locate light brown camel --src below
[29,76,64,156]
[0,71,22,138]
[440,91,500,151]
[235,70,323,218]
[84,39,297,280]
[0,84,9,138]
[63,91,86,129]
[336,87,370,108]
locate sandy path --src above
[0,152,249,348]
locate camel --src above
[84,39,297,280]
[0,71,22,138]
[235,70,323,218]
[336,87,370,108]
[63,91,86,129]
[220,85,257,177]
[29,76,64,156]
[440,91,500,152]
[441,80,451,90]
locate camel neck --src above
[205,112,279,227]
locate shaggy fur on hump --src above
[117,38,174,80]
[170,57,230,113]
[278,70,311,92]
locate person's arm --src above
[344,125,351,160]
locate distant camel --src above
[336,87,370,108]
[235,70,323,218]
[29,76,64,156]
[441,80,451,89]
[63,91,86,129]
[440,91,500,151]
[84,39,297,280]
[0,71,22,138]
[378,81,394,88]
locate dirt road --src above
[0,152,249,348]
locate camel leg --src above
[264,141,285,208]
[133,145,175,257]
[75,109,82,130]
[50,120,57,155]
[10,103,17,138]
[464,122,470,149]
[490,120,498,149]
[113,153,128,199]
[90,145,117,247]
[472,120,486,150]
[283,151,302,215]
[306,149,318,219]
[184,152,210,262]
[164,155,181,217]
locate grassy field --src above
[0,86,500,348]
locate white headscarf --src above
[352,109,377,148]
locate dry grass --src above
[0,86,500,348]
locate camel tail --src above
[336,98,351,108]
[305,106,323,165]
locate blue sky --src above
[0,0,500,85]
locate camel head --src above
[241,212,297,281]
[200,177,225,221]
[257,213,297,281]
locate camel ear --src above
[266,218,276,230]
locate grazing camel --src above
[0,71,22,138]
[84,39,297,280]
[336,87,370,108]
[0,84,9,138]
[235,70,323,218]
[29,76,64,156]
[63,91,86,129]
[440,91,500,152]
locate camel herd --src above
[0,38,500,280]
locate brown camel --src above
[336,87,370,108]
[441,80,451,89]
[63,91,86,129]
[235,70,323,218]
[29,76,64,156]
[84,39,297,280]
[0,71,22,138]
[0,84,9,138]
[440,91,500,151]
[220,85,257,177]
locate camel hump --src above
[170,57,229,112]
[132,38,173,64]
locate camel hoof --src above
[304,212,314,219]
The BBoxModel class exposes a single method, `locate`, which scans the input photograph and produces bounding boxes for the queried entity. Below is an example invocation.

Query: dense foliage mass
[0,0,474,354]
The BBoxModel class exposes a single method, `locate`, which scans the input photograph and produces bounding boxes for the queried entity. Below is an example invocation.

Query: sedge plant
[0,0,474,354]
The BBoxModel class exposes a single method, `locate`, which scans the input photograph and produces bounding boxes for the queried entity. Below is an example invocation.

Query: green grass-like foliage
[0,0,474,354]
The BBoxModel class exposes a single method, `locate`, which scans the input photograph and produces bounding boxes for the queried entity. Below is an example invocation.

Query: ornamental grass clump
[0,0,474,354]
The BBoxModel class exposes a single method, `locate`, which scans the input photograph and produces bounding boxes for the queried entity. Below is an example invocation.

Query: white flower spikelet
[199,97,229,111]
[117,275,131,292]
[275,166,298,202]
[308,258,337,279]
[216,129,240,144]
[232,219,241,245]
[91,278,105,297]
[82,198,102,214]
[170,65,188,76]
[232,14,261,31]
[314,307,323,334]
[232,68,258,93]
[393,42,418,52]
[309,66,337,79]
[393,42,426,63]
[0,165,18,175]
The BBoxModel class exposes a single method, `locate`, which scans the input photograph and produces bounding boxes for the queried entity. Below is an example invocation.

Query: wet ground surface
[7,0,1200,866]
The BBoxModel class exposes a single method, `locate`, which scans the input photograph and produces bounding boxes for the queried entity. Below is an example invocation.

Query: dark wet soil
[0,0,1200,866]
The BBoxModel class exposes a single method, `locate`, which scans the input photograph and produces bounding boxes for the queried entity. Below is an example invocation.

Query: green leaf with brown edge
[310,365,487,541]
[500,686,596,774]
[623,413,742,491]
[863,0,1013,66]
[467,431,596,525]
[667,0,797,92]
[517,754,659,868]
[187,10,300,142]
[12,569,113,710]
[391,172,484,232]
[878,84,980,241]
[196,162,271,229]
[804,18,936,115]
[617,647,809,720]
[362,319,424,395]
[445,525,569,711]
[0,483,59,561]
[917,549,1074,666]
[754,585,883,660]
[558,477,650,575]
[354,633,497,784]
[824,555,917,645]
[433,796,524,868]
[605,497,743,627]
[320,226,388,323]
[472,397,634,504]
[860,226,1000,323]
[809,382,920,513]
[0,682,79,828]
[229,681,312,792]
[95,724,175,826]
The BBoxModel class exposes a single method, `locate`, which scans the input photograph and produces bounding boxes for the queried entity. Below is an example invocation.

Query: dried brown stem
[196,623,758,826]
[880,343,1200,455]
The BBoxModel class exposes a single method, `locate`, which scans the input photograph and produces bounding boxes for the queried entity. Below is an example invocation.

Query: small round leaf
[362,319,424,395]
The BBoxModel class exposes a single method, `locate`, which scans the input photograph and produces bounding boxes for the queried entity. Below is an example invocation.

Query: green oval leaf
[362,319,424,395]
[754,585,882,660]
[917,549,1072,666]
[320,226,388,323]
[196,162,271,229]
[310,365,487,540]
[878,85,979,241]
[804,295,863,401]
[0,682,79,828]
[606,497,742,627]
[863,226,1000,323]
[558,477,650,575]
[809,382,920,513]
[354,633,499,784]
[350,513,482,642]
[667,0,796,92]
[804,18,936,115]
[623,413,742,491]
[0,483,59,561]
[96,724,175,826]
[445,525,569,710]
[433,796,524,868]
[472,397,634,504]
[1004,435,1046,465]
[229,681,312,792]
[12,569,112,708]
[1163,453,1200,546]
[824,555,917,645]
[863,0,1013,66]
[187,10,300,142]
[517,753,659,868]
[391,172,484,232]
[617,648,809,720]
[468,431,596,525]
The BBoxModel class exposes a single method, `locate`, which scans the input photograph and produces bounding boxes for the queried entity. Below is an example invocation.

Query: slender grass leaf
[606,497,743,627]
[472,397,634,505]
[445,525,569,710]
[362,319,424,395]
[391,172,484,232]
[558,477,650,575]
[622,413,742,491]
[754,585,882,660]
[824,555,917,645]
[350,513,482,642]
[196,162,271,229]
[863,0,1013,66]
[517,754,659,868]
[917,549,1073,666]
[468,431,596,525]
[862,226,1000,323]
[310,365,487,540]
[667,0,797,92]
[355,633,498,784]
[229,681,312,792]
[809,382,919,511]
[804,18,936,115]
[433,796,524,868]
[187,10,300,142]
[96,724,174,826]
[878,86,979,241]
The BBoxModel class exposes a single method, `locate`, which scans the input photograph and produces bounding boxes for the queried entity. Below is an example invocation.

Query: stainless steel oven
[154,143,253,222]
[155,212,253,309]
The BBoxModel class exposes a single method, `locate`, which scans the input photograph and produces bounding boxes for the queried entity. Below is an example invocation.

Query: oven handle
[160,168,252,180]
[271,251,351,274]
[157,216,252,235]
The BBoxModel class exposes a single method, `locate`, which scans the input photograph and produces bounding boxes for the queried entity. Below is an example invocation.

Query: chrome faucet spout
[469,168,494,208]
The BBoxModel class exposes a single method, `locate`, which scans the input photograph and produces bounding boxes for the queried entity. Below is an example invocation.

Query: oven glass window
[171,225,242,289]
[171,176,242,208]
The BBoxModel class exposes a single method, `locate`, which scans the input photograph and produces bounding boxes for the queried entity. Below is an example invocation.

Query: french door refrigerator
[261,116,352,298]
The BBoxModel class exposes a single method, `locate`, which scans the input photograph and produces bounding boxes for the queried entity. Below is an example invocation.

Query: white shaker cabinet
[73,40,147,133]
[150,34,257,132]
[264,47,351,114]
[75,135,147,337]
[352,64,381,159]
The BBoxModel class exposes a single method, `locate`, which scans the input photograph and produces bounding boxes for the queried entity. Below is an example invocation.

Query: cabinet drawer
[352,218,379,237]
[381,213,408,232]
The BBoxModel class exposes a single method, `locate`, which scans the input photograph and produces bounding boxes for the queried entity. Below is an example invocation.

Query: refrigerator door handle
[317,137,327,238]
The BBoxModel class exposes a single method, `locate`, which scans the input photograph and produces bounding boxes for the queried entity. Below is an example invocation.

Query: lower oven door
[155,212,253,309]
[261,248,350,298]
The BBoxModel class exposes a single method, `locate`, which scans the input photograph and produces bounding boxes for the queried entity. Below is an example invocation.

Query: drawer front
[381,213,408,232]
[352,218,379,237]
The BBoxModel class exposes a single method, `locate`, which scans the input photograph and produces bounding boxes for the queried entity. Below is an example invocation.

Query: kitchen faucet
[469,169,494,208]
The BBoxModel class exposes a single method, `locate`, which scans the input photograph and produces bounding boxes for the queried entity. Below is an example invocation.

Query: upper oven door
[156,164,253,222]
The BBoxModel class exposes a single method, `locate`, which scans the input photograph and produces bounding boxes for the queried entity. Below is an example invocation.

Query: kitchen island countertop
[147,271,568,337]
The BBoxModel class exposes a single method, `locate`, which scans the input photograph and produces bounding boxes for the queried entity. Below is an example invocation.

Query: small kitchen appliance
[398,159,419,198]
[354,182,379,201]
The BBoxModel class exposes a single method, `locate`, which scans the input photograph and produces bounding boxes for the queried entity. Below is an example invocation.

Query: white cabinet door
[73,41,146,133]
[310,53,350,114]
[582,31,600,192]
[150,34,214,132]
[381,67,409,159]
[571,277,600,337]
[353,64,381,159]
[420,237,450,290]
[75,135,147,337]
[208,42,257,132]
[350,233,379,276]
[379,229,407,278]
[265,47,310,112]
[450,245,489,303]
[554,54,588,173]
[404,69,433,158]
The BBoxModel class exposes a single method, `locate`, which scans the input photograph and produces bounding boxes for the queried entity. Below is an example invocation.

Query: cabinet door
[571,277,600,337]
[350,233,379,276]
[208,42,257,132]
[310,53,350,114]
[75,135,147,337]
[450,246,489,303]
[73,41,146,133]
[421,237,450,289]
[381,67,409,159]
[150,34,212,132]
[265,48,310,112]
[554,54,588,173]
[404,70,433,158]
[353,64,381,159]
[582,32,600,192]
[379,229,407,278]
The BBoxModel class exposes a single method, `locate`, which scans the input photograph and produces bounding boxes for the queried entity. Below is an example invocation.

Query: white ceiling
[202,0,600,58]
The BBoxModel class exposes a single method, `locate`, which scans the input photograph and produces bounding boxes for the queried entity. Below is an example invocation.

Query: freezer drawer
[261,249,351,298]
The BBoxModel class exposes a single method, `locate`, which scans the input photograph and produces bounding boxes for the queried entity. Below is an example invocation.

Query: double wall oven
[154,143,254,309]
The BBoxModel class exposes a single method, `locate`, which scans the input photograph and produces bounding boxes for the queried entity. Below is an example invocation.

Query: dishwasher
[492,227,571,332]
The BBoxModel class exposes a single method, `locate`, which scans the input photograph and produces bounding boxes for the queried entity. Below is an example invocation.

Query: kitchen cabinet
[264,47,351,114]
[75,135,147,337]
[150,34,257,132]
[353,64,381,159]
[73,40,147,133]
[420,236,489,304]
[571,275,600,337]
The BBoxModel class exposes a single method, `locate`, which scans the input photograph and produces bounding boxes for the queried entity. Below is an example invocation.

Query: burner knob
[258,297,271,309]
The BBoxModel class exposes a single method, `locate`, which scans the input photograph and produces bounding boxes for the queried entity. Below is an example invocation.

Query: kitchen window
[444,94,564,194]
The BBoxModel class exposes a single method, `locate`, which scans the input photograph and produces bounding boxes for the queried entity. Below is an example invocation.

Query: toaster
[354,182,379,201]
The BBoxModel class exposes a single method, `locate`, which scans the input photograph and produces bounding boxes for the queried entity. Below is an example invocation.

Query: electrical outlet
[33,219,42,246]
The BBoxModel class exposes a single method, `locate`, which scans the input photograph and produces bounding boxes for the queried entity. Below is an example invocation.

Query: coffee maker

REQUIRED WORK => Pick out every line of the records above that contains the word "foliage" and copy each one.

OUTPUT BELOW =>
Query: dense foliage mass
Query: green grass-like foliage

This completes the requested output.